## YOUR TASK:
Find each line in the listing below that contains the word "viewBox", and copy every one of those lines in full.

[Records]
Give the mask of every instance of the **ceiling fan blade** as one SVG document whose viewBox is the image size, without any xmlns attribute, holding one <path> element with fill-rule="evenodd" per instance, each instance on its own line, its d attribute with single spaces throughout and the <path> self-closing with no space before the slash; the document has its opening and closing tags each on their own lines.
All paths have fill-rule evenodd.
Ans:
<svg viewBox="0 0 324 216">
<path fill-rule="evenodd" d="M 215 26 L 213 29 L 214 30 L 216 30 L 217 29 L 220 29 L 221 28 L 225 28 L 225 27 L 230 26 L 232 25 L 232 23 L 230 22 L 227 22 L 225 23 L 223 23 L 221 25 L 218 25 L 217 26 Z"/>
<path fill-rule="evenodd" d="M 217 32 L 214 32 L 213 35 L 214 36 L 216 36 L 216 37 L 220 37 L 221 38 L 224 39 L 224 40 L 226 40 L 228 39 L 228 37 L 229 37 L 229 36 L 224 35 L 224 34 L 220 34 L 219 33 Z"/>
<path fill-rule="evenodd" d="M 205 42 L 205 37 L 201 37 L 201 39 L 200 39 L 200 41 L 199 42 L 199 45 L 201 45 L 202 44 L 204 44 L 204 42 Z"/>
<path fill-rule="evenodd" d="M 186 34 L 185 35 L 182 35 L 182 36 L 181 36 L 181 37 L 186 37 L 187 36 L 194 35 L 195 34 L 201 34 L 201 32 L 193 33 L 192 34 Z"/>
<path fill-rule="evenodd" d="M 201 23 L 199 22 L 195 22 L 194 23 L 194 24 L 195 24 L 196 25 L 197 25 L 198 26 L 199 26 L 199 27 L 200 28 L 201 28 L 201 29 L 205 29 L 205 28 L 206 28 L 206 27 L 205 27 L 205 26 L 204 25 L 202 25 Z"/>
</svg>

==

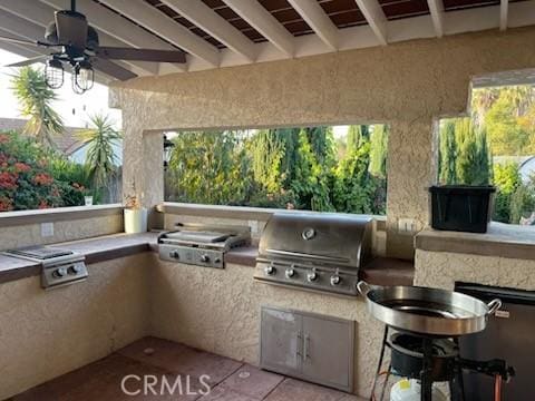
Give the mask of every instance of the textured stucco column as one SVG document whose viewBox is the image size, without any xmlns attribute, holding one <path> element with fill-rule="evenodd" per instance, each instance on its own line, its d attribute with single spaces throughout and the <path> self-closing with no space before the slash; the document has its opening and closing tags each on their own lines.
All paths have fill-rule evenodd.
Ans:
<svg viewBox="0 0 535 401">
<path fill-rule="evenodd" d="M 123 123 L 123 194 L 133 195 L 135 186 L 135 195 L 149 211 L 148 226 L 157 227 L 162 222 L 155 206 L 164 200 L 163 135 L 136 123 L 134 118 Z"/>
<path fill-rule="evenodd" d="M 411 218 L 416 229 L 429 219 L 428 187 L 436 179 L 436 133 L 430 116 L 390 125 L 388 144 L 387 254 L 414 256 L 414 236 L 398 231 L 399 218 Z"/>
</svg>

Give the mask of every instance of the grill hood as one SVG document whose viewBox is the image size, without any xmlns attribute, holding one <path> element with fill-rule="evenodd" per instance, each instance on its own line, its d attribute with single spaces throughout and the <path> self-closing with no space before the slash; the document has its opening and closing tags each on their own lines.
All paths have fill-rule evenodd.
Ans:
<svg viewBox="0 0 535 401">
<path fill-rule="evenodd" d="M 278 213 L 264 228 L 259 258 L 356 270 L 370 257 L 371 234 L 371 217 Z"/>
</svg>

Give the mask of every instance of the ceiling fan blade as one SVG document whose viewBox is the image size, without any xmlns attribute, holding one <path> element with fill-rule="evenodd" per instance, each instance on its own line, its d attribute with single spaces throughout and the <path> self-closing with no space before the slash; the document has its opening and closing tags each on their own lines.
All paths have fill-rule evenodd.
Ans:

## RESULT OF THIS TASK:
Give the mask of every instance of the **ceiling fan blade** as one SVG document whose viewBox is the image size, without any xmlns attribute, holding one <path> element with fill-rule="evenodd" per instance, each instance on its own line, its d attribute with single spaces throughout and the <path> self-closing with no space before the slash; the document has its opening and closing tags each on their own lines.
<svg viewBox="0 0 324 216">
Give the mask of every instance of the textured stucco column as one SVG document whose viewBox is the image size, without any xmlns attribute, holding one <path> element with fill-rule="evenodd" per instance, each instance on its own line, its d attribute with single spaces throughout and the <path> self-closing with no space before the slash; the document has its opening and closing tags each on their own lines.
<svg viewBox="0 0 535 401">
Give the mask of every instance of the grill hood as one SVG document whose viewBox is the image size, without any xmlns attribute, holding one <path> element with fill-rule="evenodd" per instance, each instance on its own line, its d attribute with single spaces throughout and the <path> self-closing with no space before the slash; the document has its opening and closing tags each on their own lines.
<svg viewBox="0 0 535 401">
Give the mask of every instance of the ceiling fan blade as one SVG document whose viewBox is the image size, without any xmlns attribute, holding one <path> element with fill-rule="evenodd" per instance, each instance on its own line, its d attribute with single spaces throughout and the <path> self-closing with no space before the slash; the document has its opening and closing tags each on their own lines.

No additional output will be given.